◆ EXCERTO FORNECIDO
O fenómeno está estudado: as memórias olfativas são poderosas, e conseguem o extraordinário efeito de nos transportar no tempo. O fenómeno de Proust (ou as memórias autobiográficas suscitadas pelo olfato, assim chamadas graças ao livro “Em Busca do tempo Perdido”, de Marcel Proust, em que o cheiro de um bolo mergulhado numa chávena de chá faz regressar ao passado) tem em mim um efeito mágico com o talco. O odor do pó branco faz-me recuar até à infância. Lembra-me a minha avó a vestir a sua combinação, que “uma senhora nunca sai à rua sem uma combinação”, repetia-me ela. Lembra-me os fins de dia de verão, quando a minha mãe me besuntava de talco para ajudar a tirar a areia e vestir confortavelmente a roupa antes de sair da praia. Lembra-me coisas boas, dias felizes, segurança.
Fast forward até aos dias de hoje. Depois de ler um longo artigo na penúltima edição da Bloomberg Businessweek, fico a conhecer um pouco mais sobre a norte-americana Jacqueline Fox. Jackie foi criada a pensar que uma senhora, depois de tomar banho, tinha de usar talco nas partes íntimas. “Fui educada assim. Ajudava a manter-nos frescas e limpas… nós as senhoras temos de ter cuidado.” Para ela, era tão normal como usar pasta de dentes ou desodorizante. Toda a vida, meteu uma dose de pó talco Johnson & Johnson nas cuecas antes de se vestir. Até que, aos 59 anos, foi diagnosticada com cancro dos ovários em estado avançado. E foi nessa altura que se deparou, quase por acaso, com um anúncio de uma sociedade de advogados que dava conta da ligação entre o uso prolongado do talco e este tipo de cancros. Decidiu processar a gigante multinacional, alegando que tinha sido enganada pela marca desde sempre. Afinal, se o talco era usado em bebés, não poderia ser mais seguro, sempre pensou.

◆ REQUISITOS DAS TAREFAS
[1] No excerto sobre o talco, o que recorda cada uma das frases iniciadas por «Lembra-me»?
[2] Copie, sem qualquer alteração, o trecho do excerto sobre o talco que abre com as palavras que contêm «O fenómeno está» e fecha com «dias felizes, segurança.».

◆ DADOS APRESENTADOS
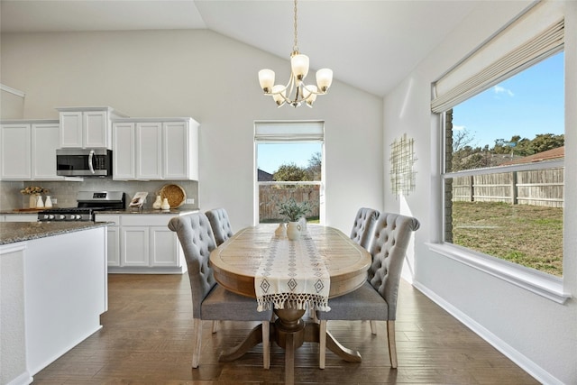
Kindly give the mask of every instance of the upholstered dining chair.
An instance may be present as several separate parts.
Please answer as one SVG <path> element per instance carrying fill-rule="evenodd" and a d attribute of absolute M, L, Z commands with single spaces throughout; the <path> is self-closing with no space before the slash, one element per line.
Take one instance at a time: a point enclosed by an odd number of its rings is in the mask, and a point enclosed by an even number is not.
<path fill-rule="evenodd" d="M 192 293 L 193 353 L 192 367 L 197 368 L 204 320 L 261 321 L 262 322 L 262 365 L 270 367 L 269 321 L 271 311 L 257 311 L 254 298 L 226 290 L 215 280 L 208 260 L 216 248 L 208 218 L 203 213 L 175 216 L 169 228 L 177 233 L 182 246 Z"/>
<path fill-rule="evenodd" d="M 397 368 L 395 320 L 397 296 L 403 261 L 411 234 L 419 222 L 411 216 L 381 213 L 375 223 L 369 252 L 372 257 L 367 281 L 356 290 L 328 301 L 330 311 L 316 311 L 320 322 L 319 367 L 325 368 L 326 351 L 326 321 L 371 321 L 371 330 L 376 335 L 375 321 L 387 321 L 390 366 Z"/>
<path fill-rule="evenodd" d="M 233 228 L 228 219 L 228 213 L 224 208 L 213 208 L 206 211 L 206 216 L 215 234 L 216 245 L 220 246 L 224 241 L 233 236 Z"/>
<path fill-rule="evenodd" d="M 380 214 L 378 210 L 368 207 L 361 207 L 357 211 L 351 230 L 351 239 L 365 249 L 369 249 L 369 241 L 372 234 L 372 227 L 379 219 Z"/>

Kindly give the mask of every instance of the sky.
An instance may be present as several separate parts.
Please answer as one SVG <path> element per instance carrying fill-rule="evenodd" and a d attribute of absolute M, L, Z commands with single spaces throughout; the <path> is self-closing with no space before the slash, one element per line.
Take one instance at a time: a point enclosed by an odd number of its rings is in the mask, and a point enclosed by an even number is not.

◆ RESULTADOS
[1]
- a minha avó a vestir a sua combinação, que "uma senhora nunca sai à rua sem uma combinação", repetia-me ela
- os fins de dia de verão, quando a minha mãe me besuntava de talco para ajudar a tirar a areia e vestir confortavelmente a roupa antes de sair da praia
- coisas boas, dias felizes, segurança

[2]
O fenómeno está estudado: as memórias olfativas são poderosas, e conseguem o extraordinário efeito de nos transportar no tempo. O fenómeno de Proust (ou as memórias autobiográficas suscitadas pelo olfato, assim chamadas graças ao livro “Em Busca do tempo Perdido”, de Marcel Proust, em que o cheiro de um bolo mergulhado numa chávena de chá faz regressar ao passado) tem em mim um efeito mágico com o talco. O odor do pó branco faz-me recuar até à infância. Lembra-me a minha avó a vestir a sua combinação, que “uma senhora nunca sai à rua sem uma combinação”, repetia-me ela. Lembra-me os fins de dia de verão, quando a minha mãe me besuntava de talco para ajudar a tirar a areia e vestir confortavelmente a roupa antes de sair da praia. Lembra-me coisas boas, dias felizes, segurança.